* [Exercise text]
====
Two weeks after she returned to her classroom in person, first and second grade teacher Andreanna Yanez-Vierra found herself working 10- to 11-hour days. Come quitting time, she said, teachers are “just physically and emotionally exhausted.”
Outside Hoover Elementary School in Burlingame, where students started their return to campuses in February, Yanez-Vierra begins her days at 8:30 a.m., more nurse than educator as she greets kids before taking their temperature.
After she gets her eight first graders sanitized and settled into their spaced out desks, Yanez-Vierra logs into Zoom to connect with the three students who remain in distance learning. She takes attendance, and in the afternoon does it all over again with her second graders.
While San Francisco and Oakland teachers who have just arrived back in their classrooms are now facing the hybrid learning reality many of them dreaded, around the Bay Area, teachers like Yanez-Vierra have already been juggling in-person and online students for months.
Trying to keep her distance learners on track while managing the students in her classroom is testing all the experience she has gained from 31 years of teaching. For example, she has to turn her laptop toward the students in the classroom so the two groups can see each other while they complete assignments. “Internet issues are always coming up,” she said. “Of course.”
Then there’s the way all the months of online school seem to have changed the kids.
“They’re just blank stares,” she said.
====
Data items
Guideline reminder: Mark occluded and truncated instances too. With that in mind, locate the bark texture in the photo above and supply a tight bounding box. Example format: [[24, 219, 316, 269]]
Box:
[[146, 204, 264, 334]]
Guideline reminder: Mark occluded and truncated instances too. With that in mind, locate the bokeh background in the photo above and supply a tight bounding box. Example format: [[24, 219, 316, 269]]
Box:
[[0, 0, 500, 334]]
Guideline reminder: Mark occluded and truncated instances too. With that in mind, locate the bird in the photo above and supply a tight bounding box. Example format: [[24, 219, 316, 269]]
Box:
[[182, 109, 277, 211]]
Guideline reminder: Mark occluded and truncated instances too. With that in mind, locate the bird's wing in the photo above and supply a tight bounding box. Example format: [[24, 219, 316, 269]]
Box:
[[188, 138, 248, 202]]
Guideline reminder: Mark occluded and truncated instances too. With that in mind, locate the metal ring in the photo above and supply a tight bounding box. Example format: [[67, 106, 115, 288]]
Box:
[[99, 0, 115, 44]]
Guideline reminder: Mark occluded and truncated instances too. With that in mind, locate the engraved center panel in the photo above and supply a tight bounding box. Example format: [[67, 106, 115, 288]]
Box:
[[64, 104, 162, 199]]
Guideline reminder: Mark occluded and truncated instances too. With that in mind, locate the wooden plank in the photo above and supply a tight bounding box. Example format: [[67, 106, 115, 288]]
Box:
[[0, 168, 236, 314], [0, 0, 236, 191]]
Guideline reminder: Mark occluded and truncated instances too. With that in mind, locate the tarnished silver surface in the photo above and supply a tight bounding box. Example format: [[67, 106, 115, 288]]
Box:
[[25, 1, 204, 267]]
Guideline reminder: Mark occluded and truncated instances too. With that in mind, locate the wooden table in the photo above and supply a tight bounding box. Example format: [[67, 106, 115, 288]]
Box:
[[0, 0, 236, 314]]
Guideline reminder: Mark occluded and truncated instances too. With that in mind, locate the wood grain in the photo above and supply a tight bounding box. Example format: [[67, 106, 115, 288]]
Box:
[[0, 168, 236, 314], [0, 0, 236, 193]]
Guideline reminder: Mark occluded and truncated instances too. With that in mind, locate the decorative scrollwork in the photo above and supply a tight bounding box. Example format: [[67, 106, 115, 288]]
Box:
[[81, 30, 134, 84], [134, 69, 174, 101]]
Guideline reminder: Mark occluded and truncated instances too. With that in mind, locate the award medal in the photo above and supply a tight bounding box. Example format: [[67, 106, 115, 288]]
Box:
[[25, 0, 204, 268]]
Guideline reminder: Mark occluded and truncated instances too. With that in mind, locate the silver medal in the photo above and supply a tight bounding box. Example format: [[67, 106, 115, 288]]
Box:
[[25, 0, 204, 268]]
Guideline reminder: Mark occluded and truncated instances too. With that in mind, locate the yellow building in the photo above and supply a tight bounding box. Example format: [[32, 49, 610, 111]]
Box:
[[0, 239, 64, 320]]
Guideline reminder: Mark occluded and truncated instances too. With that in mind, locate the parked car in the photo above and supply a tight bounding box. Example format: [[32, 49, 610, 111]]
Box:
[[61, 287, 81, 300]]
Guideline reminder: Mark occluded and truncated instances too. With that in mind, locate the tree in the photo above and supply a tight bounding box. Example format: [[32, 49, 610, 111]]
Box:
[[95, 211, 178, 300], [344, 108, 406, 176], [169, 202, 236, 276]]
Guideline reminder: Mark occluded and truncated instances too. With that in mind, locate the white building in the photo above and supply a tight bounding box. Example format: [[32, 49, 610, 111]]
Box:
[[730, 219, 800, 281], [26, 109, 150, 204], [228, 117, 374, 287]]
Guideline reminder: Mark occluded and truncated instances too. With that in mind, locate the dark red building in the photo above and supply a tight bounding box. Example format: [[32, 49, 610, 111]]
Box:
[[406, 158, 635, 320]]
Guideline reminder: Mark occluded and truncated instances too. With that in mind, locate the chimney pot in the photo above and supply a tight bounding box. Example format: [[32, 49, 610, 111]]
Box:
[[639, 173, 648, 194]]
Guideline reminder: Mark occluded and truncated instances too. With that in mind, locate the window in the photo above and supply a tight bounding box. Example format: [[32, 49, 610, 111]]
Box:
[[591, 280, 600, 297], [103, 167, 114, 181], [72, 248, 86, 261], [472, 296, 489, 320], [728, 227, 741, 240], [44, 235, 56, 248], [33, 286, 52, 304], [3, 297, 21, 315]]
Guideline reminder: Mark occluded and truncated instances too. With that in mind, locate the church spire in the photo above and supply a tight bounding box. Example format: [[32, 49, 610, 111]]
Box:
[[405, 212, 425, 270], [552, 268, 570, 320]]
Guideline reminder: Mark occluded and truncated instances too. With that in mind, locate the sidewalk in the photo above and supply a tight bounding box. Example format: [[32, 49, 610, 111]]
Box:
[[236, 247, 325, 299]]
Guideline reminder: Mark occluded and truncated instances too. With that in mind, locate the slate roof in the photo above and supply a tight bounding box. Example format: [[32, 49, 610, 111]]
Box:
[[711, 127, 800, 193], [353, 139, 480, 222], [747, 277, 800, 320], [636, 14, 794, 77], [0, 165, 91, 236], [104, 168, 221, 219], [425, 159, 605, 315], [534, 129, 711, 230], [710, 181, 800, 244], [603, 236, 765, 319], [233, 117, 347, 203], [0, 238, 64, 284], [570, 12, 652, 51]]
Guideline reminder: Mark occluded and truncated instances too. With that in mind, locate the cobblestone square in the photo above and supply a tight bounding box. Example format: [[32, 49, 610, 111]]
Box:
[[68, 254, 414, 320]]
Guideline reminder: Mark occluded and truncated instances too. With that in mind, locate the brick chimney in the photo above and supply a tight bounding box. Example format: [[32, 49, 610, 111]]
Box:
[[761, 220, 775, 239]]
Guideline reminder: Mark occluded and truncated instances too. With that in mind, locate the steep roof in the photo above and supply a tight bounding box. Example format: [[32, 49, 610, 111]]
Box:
====
* [Questions to answer]
**a)** According to the article about hybrid teaching, how many years has Andreanna Yanez-Vierra been teaching?
**b)** Repeat the passage of the hybrid teaching article between "Outside Hoover Elementary" and "taking their temperature.", inclusive.

* [Solutions for each task]
**a)** 31 years.

**b)**
Outside Hoover Elementary School in Burlingame, where students started their return to campuses in February, Yanez-Vierra begins her days at 8:30 a.m., more nurse than educator as she greets kids before taking their temperature.